The active military force and aggression since 1991 has been the United States. Rejecting mutual disarmament of the Warsaw Pact countries and NATO, there was no “peace dividend.” Instead, the U.S. policy executed by the Clinton and subsequent administrations to wage a new military expansion via NATO has paid a 30-year dividend in the form of shifting the foreign policy of Western Europe and other American allies out of their domestic political sphere into their own U.S.-oriented “national security” blob (the word for special interests that must not be named). NATO has become Europe’s foreign-policy-making body, even to the point of dominating domestic economic interests.

The recent prodding of Russia by expanding Ukrainian anti-Russian ethnic violence by Ukraine’s neo-Nazi post-2014 Maiden regime was aimed at (and has succeeded in0 forcing a showdown in response the fear by U.S. interests that they are losing their economic and political hold on their NATO allies and other Dollar Area satellites as these countries have seen their major opportunities for gain to lie in increasing trade and investment with China and Russia.

* [Dataset items]:
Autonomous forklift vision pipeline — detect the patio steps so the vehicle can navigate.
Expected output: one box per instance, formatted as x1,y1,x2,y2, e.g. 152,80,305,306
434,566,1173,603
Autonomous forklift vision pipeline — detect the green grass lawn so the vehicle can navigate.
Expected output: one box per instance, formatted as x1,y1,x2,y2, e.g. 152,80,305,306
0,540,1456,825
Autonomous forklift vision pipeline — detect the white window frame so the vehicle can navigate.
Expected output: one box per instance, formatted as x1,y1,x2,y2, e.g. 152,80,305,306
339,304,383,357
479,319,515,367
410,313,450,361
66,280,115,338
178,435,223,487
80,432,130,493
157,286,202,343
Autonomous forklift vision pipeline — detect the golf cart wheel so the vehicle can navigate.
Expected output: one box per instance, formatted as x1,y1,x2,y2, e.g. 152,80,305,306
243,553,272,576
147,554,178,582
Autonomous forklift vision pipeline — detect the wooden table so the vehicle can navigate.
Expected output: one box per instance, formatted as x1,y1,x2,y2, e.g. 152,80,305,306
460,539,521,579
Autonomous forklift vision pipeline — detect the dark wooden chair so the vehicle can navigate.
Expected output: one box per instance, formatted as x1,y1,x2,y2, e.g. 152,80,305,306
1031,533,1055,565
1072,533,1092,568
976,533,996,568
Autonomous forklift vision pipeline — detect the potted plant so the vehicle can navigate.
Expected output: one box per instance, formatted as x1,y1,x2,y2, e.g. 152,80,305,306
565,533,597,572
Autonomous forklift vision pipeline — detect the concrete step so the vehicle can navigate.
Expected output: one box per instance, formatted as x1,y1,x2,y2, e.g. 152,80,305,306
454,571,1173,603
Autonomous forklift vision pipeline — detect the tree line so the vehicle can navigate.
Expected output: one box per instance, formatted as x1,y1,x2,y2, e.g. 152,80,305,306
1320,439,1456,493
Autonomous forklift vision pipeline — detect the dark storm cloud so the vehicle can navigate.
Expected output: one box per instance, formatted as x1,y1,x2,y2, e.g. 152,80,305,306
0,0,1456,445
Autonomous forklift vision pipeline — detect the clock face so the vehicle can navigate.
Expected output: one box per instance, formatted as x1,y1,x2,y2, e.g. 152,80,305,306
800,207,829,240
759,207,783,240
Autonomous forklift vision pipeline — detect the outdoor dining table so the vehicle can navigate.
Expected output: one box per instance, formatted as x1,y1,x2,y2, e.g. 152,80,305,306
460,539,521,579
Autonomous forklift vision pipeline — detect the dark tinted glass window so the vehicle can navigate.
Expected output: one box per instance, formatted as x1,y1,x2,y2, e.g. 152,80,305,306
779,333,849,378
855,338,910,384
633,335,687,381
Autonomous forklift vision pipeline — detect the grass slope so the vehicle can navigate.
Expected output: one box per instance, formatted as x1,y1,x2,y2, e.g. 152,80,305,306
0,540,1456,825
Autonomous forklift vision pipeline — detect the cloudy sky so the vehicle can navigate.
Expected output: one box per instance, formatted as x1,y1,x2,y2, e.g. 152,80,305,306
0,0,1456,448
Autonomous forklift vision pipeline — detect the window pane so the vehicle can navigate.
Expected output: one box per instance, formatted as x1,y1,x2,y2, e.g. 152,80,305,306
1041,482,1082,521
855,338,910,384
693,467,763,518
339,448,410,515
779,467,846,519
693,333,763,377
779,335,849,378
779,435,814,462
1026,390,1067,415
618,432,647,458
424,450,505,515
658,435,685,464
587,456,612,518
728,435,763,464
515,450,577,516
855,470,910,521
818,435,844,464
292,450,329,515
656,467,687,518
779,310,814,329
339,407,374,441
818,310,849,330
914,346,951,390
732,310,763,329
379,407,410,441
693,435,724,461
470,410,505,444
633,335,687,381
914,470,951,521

* [Exercises]:
[1] Update the passage on U.S. expansion through NATO, starting with "The recent prodding" and going on through "China and Russia.", and replace "showdown" with "confrontation".
[2] Write what comes next in the passage on U.S. expansion through NATO, picking up after its final sentence.
These dataset items were taken from a different source than the passage.

* [Written responses]:
[1]
The recent prodding of Russia by expanding Ukrainian anti-Russian ethnic violence by Ukraine’s neo-Nazi post-2014 Maiden regime was aimed at (and has succeeded in0 forcing a confrontation in response the fear by U.S. interests that they are losing their economic and political hold on their NATO allies and other Dollar Area satellites as these countries have seen their major opportunities for gain to lie in increasing trade and investment with China and Russia.

[2]
To understand just what U.S. aims and interests are threatened, it is necessary to understand U.S. politics and “the blob,” that is, the government central planning that cannot be explained by looking at ostensibly democratic politics. This is not the politics of U.S. senators and representatives representing their congressional voting districts or states.

America’s three oligarchies in control of U.S. foreign policy

It is more realistic to view U.S. economic and foreign policy in terms of the military-industrial complex, the oil and gas (and mining) complex, and the banking and real estate complex than in terms of the political policy of Republicans and Democrats. The key senators and congressional representatives do not represent their states and districts as much as the economic and financial interests of their major political campaign contributors. A Venn diagram would show that in today’s post-Citizens United world, U.S. politicians represent their campaign contributors, not voters. And these contributors fall basically into three main blocs.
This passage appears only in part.